------ RECORDS FOR PROCESSING

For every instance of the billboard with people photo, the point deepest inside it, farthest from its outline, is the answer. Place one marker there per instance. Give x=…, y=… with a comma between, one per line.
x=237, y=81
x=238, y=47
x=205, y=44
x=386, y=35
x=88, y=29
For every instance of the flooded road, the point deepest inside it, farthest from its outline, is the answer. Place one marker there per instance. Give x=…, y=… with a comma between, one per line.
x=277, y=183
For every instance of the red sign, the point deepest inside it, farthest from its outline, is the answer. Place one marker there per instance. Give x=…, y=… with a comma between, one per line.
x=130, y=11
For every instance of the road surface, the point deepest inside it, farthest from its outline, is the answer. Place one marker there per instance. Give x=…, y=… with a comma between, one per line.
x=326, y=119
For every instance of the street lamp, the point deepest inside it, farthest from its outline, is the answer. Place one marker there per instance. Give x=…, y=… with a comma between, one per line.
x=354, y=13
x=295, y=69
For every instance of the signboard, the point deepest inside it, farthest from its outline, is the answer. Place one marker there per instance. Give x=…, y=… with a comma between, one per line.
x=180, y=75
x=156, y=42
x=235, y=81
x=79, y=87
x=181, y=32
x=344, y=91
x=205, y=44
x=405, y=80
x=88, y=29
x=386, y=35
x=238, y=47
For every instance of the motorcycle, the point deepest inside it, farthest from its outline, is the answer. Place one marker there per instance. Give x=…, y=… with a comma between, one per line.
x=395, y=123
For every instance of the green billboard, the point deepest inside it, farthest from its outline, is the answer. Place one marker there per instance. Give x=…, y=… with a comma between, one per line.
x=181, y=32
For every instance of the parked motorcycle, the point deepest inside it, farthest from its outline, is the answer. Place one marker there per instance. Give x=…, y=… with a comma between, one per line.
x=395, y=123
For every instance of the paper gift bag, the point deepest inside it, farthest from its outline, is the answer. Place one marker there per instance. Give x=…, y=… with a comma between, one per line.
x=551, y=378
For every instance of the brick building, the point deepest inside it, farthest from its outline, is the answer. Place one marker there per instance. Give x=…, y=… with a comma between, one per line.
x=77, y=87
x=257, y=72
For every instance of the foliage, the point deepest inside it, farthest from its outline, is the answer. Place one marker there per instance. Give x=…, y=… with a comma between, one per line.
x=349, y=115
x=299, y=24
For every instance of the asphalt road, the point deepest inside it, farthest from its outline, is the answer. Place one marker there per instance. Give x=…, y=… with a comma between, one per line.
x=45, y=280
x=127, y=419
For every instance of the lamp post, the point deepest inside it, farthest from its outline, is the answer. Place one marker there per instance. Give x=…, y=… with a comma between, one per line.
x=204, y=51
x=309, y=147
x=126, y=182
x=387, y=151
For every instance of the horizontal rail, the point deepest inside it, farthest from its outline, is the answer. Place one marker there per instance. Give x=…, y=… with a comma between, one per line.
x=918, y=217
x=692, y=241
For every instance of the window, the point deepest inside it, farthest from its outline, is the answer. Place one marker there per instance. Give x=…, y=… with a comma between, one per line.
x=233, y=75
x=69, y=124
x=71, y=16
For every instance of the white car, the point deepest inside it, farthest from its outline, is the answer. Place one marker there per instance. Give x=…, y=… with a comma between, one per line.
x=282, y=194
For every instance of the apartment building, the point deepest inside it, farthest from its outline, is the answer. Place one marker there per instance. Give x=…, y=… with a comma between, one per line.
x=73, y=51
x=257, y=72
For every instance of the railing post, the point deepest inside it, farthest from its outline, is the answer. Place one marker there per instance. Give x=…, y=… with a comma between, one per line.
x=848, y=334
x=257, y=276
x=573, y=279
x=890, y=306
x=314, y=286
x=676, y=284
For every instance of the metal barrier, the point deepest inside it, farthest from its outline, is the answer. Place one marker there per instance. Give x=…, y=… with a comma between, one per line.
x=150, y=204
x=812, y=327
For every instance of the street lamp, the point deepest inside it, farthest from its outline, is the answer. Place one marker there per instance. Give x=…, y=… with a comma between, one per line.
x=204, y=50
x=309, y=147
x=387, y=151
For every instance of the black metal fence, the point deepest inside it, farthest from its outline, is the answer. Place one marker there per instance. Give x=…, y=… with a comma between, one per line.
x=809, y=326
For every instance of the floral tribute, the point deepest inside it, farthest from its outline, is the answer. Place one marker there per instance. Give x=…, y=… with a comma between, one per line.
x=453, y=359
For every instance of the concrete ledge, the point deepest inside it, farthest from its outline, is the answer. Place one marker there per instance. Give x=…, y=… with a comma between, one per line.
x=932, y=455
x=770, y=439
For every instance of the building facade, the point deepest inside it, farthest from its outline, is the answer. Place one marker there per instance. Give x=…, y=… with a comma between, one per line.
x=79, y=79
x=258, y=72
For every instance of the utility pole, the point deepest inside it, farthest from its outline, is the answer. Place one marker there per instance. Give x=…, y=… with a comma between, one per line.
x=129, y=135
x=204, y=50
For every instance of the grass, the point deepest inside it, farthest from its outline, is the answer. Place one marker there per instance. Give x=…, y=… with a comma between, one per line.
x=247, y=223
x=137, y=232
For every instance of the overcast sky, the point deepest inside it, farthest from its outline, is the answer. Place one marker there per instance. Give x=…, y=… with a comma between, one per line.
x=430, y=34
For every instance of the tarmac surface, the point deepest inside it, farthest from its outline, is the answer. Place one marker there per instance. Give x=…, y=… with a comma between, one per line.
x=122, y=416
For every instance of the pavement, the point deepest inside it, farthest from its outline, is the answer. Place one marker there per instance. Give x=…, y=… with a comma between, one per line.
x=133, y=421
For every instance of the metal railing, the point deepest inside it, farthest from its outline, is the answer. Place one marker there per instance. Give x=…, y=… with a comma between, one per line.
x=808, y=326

------------

**THE PROBLEM**
Return the lines above exactly, keeping every word.

**ANSWER BOX**
For every instance of the billboard with people photo, the point deepest inside it, farthest from its outline, is the answer. Place one marker there per instance. Give x=…, y=… with a comma between, one per line.
x=237, y=81
x=238, y=47
x=205, y=44
x=386, y=35
x=88, y=29
For every instance of the flooded road, the point deepest inside it, farthest from its outline, is the answer. Place one marker there per instance. Give x=…, y=… with a comma between, one per line.
x=277, y=183
For every instance of the red sign, the point deepest inside it, farthest from its outline, is the answer. Place one marker there per instance. Give x=…, y=… with a comma between, one per line.
x=130, y=11
For every instance of the road surface, the point deepest inside it, farthest from its outline, is the answer. Place one marker there per instance. Give x=…, y=… with a comma between, one per line.
x=326, y=119
For every instance of the street lamp, the point deepest inside it, farthest from its outline, is the answer. Place one marker there per instance. Give x=…, y=… with a comma between, one per line.
x=354, y=13
x=295, y=69
For every instance of the signboard, the point deepest inside it, farthest from its outline, is the answer. Place one marker there per instance. Give x=…, y=… with a comma between, one per line.
x=180, y=75
x=156, y=42
x=235, y=81
x=79, y=87
x=181, y=32
x=344, y=91
x=205, y=44
x=405, y=80
x=88, y=29
x=386, y=35
x=238, y=47
For every instance of the motorcycle, the point deepest inside it, farthest from its outline, is the answer. Place one marker there per instance. Give x=…, y=… with a comma between, one per line.
x=395, y=123
For every instance of the green billboard, the point deepest inside it, farthest from its outline, is the answer. Place one marker there per instance. Give x=…, y=… with a comma between, one per line.
x=181, y=32
For every instance of the parked motorcycle, the point deepest inside it, farthest from its outline, is the answer. Place one marker there per instance. Give x=…, y=… with a comma between, one per line.
x=395, y=123
For every instance of the paper gift bag, the point deepest inside it, farthest from its outline, is the answer. Place one marker there per instance. Give x=…, y=… with a comma between, one per line.
x=551, y=378
For every instance of the brick building, the point deepest inside it, farthest from its outline, is the answer. Place one marker there per instance. Give x=…, y=… with a comma between, one per line.
x=77, y=87
x=257, y=72
For every instance of the foliage, the point deepest inside it, farthest from its outline, is the answer. Place one marker there per instance. Give x=…, y=… with a comma between, one per line.
x=349, y=115
x=299, y=24
For every instance of the asphalt road, the point deepest inside it, farthest from its outline, is the answer. Place one marker there per instance. Give x=…, y=… with a comma between, one per line.
x=45, y=280
x=127, y=419
For every instance of the lamp post, the point deepest inside it, farthest from its outline, is the answer. Place one marker there per instance. Give x=…, y=… with a comma between, one per line.
x=204, y=51
x=309, y=147
x=126, y=182
x=387, y=151
For every instance of the horizontal rail, the point deepest inside it, farthest from its outline, is the answer. Place one marker there per instance. Give x=…, y=… with a comma between, one per line.
x=918, y=217
x=692, y=241
For every instance of the window, the point deepest inside it, farthest from its outline, is the answer. Place one marker there per instance. Give x=…, y=… with a comma between, one per line.
x=233, y=75
x=69, y=124
x=71, y=16
For every instance of the white car, the point deepest inside it, farthest from its outline, is the answer. Place one marker there per instance. Give x=…, y=… with a comma between, one per line.
x=282, y=194
For every instance of the apartment building, the point deepest inside it, farthest from its outline, is the answer. Place one marker there per instance. Give x=…, y=… with a comma between, one per line.
x=73, y=51
x=257, y=72
For every instance of the railing post, the point deepest inside it, farthest from its outline, is the answer. Place one marker there per instance. Give x=…, y=… with a comma between, one per line.
x=848, y=334
x=257, y=276
x=573, y=279
x=890, y=306
x=314, y=286
x=676, y=284
For every instance of the metal barrier, the point deepest inside it, farthest from its outline, is the answer. Place one marker there per instance. Give x=…, y=… with a comma between, one per line.
x=150, y=204
x=812, y=327
For every instance of the street lamp, the point deepest inside it, farthest from its outline, is the answer. Place one marker there per instance. Give x=…, y=… with a comma between, one per line.
x=204, y=50
x=309, y=147
x=387, y=151
For every instance of the black metal fence, the point deepest inside it, farthest from its outline, is the answer. Place one marker there per instance. Give x=…, y=… with a comma between, one per line.
x=809, y=326
For every instance of the floral tribute, the point deepest inside it, farthest from its outline, is the answer. Place one marker there per instance. Give x=…, y=… with a comma between, one per line.
x=453, y=359
For every instance of the concrete ledge, the point deepest inside it, farthest from its outline, is the answer. Place one marker there per instance. Give x=…, y=… with a comma between, one per line.
x=932, y=455
x=770, y=439
For every instance of the building facade, the point deepest inside it, farthest from its outline, is the answer. Place one marker there per instance. Give x=…, y=… with a comma between, one per line.
x=79, y=79
x=258, y=72
For every instance of the utility pole, the point deepest inside it, farthest from its outline, is the answer. Place one marker there per instance. Give x=…, y=… with a comma between, one per line.
x=129, y=135
x=204, y=50
For every instance of the grass, the point deepest inside it, farthest from its outline, is the answer. Place one marker there per instance. Give x=…, y=… with a comma between, one per line.
x=247, y=223
x=137, y=232
For every instance of the overcast sky, the point deepest inside it, farthest from its outline, is the answer. Place one marker there per instance. Give x=…, y=… with a comma between, one per line.
x=430, y=34
For every instance of the tarmac surface, the point deepest inside it, farthest from its outline, is the answer. Place one marker there per instance. Give x=…, y=… with a comma between, one per line.
x=122, y=416
For every instance of the pavement, the point deepest inside it, farthest from its outline, is the answer. Place one marker there per instance. Give x=…, y=… with a comma between, one per line.
x=133, y=421
For every instance of the metal railing, the point deepest inside it, farthest from its outline, is the answer. Place one marker there per instance. Give x=…, y=… with a comma between, one per line.
x=808, y=326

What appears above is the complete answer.